» WORK TO DO
Nothing but the line with "Phrase: upper arm" and the lines after it, through the end of the records below, is to be repeated, exactly as it is.

» DATASET CONTENT
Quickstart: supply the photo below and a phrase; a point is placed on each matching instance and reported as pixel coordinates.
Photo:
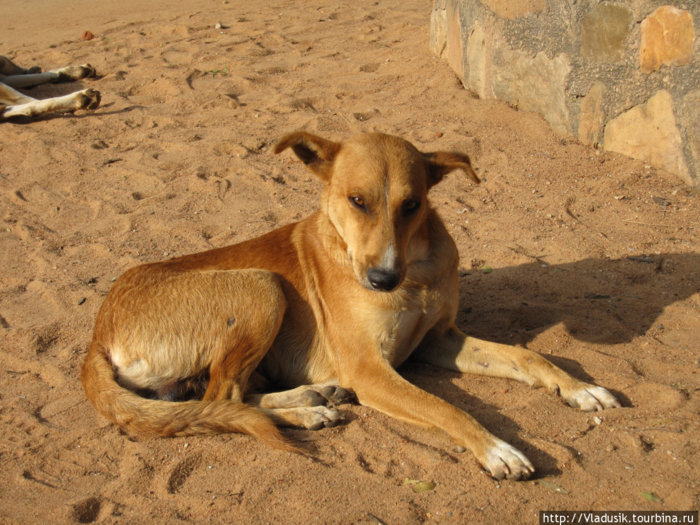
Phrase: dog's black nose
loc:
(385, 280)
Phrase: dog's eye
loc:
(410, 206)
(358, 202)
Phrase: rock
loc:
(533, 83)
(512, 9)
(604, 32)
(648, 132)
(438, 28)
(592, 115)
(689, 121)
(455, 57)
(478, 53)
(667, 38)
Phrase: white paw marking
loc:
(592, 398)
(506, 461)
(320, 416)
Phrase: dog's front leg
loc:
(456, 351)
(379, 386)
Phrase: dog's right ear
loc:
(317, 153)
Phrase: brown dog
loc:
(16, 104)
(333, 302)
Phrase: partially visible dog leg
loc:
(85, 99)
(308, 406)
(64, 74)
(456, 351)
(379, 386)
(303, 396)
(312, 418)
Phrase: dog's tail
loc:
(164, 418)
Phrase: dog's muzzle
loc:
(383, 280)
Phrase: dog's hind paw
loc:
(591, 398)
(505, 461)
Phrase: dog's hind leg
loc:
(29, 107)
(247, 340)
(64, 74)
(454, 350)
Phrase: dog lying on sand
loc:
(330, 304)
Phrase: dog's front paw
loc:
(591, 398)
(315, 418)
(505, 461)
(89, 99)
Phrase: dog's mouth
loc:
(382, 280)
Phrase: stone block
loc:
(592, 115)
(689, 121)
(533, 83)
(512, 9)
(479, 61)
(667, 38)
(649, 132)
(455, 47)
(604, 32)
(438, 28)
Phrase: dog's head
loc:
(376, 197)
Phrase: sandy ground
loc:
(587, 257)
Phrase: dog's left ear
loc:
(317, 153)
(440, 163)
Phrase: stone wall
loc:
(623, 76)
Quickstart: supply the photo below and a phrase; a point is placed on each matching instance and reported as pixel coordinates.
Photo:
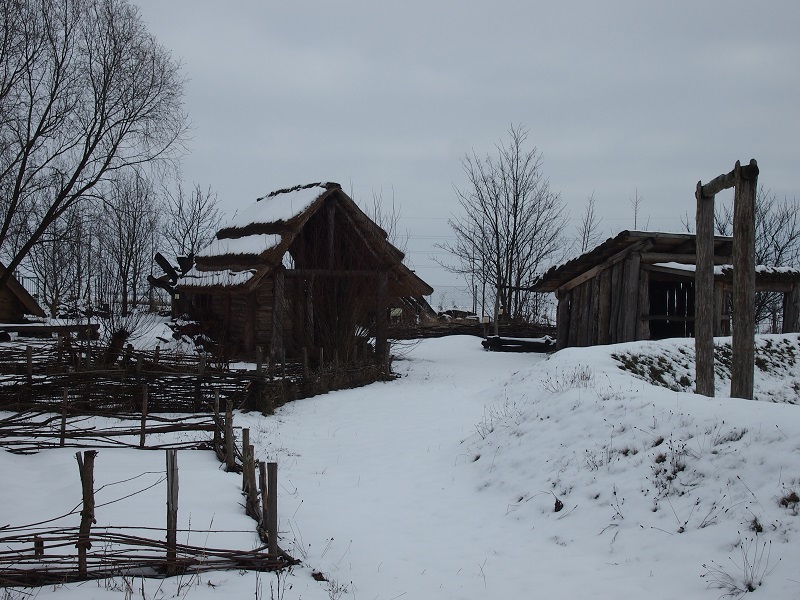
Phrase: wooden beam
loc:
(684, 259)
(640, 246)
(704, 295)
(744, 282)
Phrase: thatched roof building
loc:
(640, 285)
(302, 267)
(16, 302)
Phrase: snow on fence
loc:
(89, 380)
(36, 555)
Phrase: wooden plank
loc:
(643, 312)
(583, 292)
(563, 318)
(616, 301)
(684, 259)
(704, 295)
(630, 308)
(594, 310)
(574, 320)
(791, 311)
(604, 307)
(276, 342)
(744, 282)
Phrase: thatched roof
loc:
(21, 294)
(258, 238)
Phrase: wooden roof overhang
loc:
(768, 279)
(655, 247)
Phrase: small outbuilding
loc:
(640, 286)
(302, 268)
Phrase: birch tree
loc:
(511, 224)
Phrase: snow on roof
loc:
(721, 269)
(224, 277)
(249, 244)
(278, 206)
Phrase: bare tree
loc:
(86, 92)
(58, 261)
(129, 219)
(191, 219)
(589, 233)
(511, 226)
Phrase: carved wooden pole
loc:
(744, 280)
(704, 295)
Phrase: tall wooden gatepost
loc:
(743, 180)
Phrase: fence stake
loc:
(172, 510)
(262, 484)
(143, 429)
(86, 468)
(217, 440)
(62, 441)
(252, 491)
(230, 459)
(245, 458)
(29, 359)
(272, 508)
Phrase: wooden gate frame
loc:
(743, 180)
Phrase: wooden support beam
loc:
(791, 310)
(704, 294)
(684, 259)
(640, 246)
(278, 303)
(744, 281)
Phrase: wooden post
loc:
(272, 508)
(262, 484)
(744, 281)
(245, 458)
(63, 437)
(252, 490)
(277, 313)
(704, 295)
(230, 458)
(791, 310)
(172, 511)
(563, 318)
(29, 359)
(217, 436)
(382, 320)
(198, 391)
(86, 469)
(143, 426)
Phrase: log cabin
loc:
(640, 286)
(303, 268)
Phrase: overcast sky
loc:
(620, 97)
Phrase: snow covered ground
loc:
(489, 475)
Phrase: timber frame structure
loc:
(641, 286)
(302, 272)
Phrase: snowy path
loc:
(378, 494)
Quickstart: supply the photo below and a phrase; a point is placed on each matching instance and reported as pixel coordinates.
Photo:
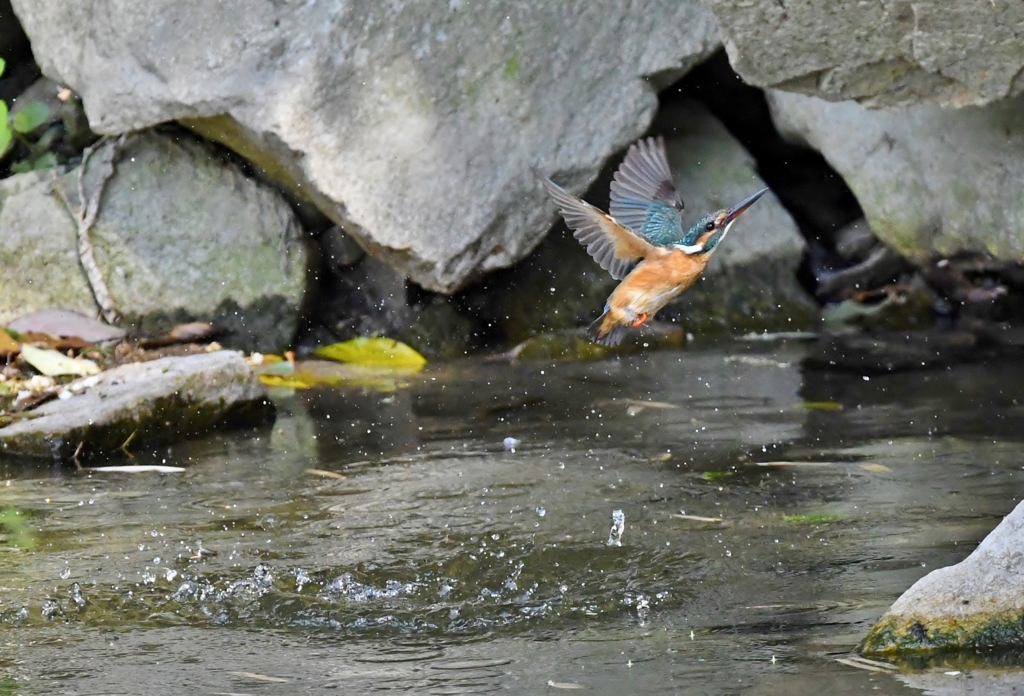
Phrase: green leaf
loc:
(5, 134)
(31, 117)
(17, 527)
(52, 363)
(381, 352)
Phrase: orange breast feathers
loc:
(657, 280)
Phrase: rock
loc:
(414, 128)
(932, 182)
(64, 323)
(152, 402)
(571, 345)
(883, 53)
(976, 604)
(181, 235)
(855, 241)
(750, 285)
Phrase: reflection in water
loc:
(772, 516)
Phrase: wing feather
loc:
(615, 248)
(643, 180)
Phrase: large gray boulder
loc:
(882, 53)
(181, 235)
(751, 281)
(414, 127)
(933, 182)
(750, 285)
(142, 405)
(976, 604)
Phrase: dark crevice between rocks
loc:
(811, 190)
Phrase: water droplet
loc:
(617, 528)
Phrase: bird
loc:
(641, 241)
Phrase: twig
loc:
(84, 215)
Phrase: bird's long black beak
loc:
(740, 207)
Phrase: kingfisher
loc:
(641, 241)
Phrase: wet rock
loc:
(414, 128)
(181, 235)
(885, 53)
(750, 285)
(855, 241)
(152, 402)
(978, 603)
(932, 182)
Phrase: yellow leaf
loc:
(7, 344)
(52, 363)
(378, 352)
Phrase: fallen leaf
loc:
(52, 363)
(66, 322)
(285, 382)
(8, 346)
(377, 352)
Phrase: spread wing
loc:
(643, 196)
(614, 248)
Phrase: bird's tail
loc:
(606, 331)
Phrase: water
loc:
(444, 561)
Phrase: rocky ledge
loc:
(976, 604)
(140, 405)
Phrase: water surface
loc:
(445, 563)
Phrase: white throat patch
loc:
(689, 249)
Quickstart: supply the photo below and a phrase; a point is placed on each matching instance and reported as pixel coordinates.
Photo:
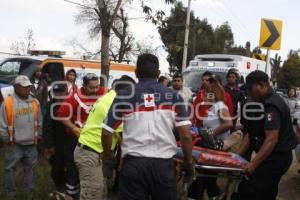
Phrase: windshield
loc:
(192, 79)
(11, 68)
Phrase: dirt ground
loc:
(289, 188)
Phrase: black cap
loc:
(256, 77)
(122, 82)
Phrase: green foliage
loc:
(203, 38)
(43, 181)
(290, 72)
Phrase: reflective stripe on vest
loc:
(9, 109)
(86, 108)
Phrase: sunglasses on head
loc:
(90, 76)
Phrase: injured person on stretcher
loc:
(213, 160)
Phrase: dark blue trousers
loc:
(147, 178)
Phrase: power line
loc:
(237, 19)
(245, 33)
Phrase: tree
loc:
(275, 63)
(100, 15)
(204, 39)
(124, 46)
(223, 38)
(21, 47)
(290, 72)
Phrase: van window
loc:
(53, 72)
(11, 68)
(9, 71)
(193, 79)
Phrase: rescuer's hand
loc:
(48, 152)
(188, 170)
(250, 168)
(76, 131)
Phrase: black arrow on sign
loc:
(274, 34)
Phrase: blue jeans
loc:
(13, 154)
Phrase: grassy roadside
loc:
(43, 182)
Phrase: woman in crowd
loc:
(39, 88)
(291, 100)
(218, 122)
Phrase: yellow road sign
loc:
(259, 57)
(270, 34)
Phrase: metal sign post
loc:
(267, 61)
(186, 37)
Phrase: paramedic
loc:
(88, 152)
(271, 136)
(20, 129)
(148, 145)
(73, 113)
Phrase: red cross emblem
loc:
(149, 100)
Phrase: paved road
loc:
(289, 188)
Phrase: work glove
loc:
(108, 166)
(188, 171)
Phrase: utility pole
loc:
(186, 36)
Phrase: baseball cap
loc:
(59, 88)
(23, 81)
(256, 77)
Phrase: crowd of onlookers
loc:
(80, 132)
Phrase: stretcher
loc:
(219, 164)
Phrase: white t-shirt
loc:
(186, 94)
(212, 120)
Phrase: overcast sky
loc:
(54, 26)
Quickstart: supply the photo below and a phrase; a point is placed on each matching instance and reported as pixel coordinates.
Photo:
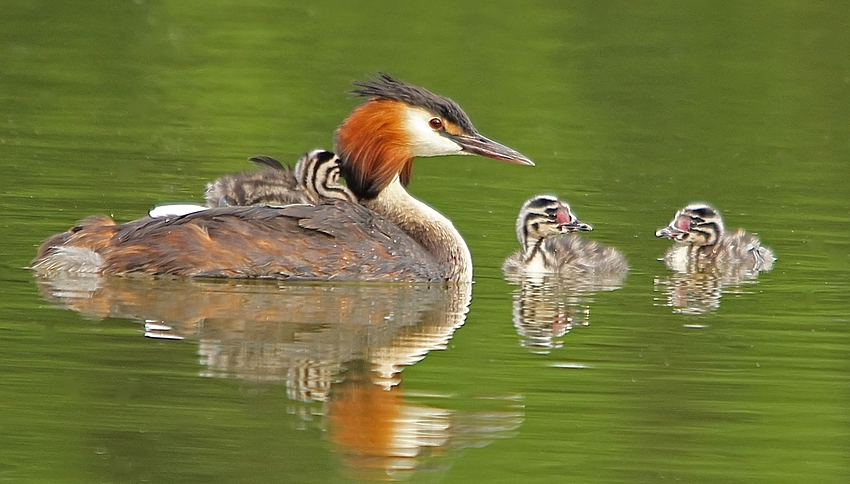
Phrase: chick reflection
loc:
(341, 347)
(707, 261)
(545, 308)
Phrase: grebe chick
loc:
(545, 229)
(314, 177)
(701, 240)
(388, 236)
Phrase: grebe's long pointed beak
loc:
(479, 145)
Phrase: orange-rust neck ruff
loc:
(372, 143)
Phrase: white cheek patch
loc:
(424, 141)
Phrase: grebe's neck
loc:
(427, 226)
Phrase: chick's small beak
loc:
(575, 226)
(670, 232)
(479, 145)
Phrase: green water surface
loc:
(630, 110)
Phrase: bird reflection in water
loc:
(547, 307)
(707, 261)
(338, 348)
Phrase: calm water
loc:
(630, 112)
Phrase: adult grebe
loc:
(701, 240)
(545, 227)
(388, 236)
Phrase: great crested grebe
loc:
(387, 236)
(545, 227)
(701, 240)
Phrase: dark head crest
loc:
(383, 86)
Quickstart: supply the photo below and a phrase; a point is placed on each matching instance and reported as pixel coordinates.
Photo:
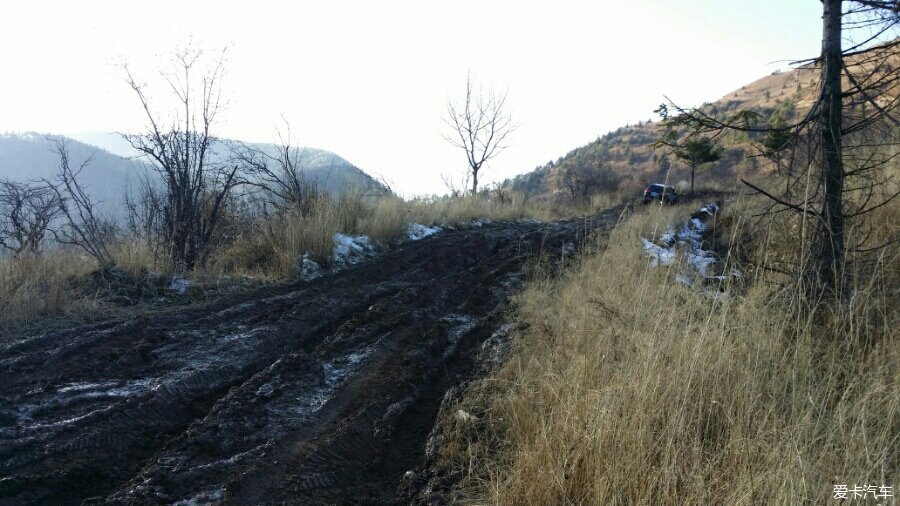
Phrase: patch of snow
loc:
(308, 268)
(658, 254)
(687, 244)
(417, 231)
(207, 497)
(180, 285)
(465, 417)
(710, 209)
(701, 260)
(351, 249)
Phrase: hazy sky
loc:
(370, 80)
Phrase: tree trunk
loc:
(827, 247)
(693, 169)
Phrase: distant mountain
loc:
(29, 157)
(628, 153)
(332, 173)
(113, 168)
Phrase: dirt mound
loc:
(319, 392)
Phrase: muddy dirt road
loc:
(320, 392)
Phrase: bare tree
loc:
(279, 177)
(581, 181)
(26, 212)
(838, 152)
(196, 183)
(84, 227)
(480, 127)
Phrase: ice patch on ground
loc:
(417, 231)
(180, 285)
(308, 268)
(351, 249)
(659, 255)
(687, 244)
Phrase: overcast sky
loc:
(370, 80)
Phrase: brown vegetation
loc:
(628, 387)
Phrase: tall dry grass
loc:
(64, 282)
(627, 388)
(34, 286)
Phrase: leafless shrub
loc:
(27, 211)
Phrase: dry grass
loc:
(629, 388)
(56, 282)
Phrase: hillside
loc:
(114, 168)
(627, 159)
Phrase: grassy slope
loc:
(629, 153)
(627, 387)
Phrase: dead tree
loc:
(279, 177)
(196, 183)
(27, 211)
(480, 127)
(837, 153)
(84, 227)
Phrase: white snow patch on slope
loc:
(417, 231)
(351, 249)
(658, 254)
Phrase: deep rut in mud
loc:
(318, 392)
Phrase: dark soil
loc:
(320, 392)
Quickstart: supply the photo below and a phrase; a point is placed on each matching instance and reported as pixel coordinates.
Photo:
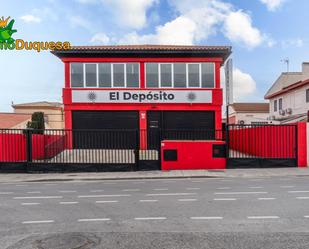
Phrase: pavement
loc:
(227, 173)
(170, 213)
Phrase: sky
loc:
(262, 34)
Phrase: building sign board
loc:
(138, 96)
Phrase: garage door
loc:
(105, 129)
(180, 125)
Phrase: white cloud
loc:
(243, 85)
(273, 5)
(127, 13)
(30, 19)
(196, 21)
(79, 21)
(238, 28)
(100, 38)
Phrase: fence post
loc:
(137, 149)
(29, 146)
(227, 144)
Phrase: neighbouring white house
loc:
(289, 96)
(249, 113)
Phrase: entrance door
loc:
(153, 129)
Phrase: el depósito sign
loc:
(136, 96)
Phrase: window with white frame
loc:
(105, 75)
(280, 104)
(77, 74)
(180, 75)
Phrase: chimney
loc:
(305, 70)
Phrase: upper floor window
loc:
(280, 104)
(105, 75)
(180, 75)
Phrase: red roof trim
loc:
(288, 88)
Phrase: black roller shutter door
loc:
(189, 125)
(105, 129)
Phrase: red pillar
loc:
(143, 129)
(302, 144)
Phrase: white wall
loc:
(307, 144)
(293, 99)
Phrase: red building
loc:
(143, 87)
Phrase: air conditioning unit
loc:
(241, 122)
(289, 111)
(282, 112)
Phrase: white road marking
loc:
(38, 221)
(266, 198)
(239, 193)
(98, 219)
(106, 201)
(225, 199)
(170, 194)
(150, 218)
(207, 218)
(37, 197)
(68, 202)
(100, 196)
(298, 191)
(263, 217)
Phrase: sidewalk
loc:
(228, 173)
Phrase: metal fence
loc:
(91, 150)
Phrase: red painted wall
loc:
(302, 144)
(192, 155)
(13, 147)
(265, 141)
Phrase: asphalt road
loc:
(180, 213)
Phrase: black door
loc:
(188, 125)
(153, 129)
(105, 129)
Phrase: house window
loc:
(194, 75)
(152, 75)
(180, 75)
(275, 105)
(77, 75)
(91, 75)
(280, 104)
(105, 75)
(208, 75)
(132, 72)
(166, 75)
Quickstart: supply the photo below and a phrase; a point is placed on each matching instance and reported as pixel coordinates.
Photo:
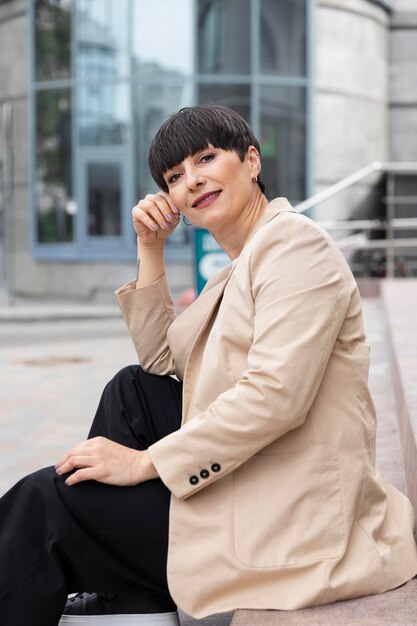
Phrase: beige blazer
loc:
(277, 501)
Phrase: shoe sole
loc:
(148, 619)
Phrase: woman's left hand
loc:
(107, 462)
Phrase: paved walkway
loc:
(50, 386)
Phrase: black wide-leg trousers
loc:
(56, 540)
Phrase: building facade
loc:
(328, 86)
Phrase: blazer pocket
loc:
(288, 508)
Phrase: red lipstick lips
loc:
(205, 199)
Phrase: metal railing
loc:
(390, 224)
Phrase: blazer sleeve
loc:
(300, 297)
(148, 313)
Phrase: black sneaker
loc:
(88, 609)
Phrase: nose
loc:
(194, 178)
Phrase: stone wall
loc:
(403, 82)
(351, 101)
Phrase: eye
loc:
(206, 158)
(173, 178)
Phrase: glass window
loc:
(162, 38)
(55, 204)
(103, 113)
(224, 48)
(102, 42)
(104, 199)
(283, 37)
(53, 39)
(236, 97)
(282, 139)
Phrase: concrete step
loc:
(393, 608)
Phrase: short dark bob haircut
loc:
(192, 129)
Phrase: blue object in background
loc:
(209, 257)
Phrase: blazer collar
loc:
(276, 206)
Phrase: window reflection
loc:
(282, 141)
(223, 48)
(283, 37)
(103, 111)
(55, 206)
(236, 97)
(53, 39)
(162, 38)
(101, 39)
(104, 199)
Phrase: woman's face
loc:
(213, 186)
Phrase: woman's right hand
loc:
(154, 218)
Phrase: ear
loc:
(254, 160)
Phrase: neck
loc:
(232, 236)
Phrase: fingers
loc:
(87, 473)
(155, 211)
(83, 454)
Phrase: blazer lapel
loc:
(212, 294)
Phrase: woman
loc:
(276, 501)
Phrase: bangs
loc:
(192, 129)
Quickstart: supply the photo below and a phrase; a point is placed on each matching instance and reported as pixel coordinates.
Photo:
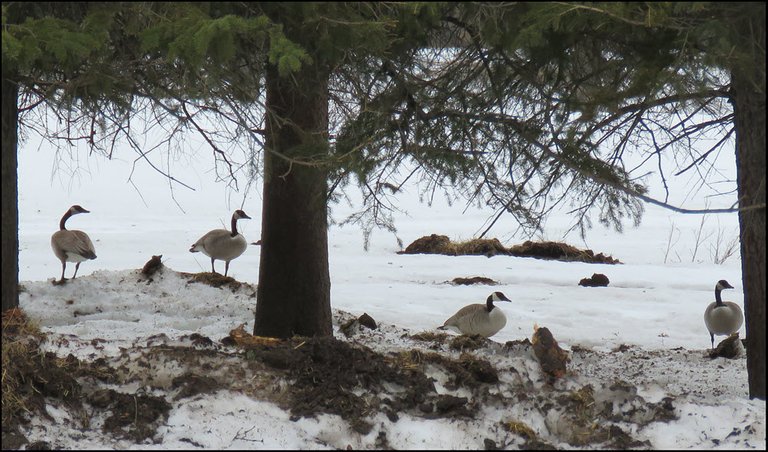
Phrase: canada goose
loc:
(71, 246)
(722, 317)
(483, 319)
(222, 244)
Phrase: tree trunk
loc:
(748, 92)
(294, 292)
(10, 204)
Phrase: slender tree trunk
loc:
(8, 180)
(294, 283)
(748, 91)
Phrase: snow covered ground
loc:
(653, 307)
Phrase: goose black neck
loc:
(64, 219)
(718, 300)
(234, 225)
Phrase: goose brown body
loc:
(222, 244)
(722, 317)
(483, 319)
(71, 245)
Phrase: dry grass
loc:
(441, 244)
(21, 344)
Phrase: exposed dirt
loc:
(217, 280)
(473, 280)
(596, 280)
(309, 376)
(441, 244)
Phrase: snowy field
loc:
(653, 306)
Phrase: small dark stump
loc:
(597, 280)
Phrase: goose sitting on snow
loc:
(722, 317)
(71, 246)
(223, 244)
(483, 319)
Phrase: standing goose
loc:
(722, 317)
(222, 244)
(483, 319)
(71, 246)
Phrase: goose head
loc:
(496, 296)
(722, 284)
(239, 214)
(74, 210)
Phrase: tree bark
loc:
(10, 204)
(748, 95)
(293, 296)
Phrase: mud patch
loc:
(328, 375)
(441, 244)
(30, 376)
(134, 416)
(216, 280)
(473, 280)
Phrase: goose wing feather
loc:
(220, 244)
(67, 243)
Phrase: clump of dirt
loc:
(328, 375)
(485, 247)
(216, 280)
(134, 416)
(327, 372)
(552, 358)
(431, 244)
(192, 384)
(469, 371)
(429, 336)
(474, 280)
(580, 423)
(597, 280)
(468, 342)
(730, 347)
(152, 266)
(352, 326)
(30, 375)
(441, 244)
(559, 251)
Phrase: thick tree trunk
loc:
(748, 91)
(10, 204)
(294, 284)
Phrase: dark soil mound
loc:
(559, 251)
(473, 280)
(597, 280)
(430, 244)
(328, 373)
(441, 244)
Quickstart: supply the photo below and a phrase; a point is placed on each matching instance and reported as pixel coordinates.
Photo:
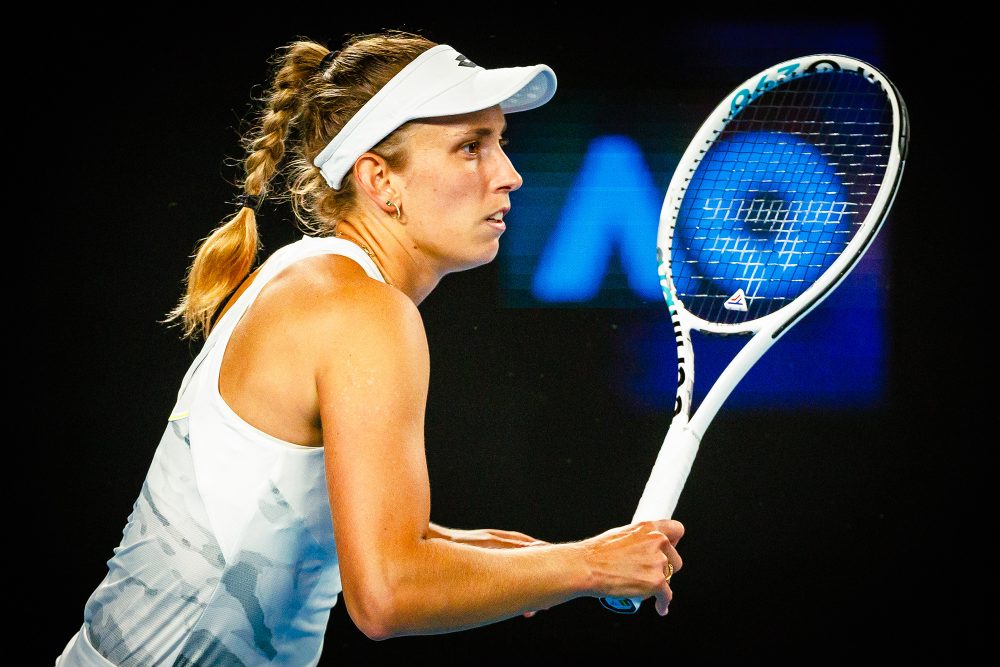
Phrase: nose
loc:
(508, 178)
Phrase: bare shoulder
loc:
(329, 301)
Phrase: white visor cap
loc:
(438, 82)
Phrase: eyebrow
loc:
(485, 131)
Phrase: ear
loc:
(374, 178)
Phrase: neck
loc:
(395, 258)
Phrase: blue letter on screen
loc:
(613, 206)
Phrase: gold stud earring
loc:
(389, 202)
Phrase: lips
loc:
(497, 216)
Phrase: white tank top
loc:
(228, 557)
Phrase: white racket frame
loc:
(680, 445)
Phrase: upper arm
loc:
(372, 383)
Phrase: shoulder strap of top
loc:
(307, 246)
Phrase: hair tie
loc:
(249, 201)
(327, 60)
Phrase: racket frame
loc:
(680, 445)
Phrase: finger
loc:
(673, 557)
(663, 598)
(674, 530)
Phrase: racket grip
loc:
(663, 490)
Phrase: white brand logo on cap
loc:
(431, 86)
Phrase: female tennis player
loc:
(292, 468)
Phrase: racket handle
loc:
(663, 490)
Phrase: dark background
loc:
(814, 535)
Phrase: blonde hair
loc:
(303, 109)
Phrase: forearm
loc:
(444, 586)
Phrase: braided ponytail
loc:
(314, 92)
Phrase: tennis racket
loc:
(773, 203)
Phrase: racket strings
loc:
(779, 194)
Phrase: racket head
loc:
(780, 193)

» RESPONSE TO THIS EXERCISE
Phrase: upper arm
loc:
(372, 383)
Phrase: shoulder strap of top
loc:
(307, 246)
Phrase: hair tie
loc:
(249, 201)
(327, 60)
Phrase: racket frame
loc:
(680, 445)
Phrase: finger
loc:
(673, 557)
(663, 598)
(674, 530)
Phrase: racket grip
loc:
(663, 490)
Phrase: white brand logo on cap
loc:
(431, 86)
Phrase: female tennis player
loc:
(292, 468)
Phrase: racket handle
loc:
(663, 490)
Phrase: dark background
loc:
(814, 535)
Phrase: blonde hair
loc:
(303, 109)
Phrase: forearm
loc:
(444, 586)
Phrase: braided ponytail
loc:
(314, 92)
Phrase: tennis racket
loc:
(773, 203)
Phrase: racket strings
loc:
(779, 194)
Phrase: racket head
loc:
(780, 193)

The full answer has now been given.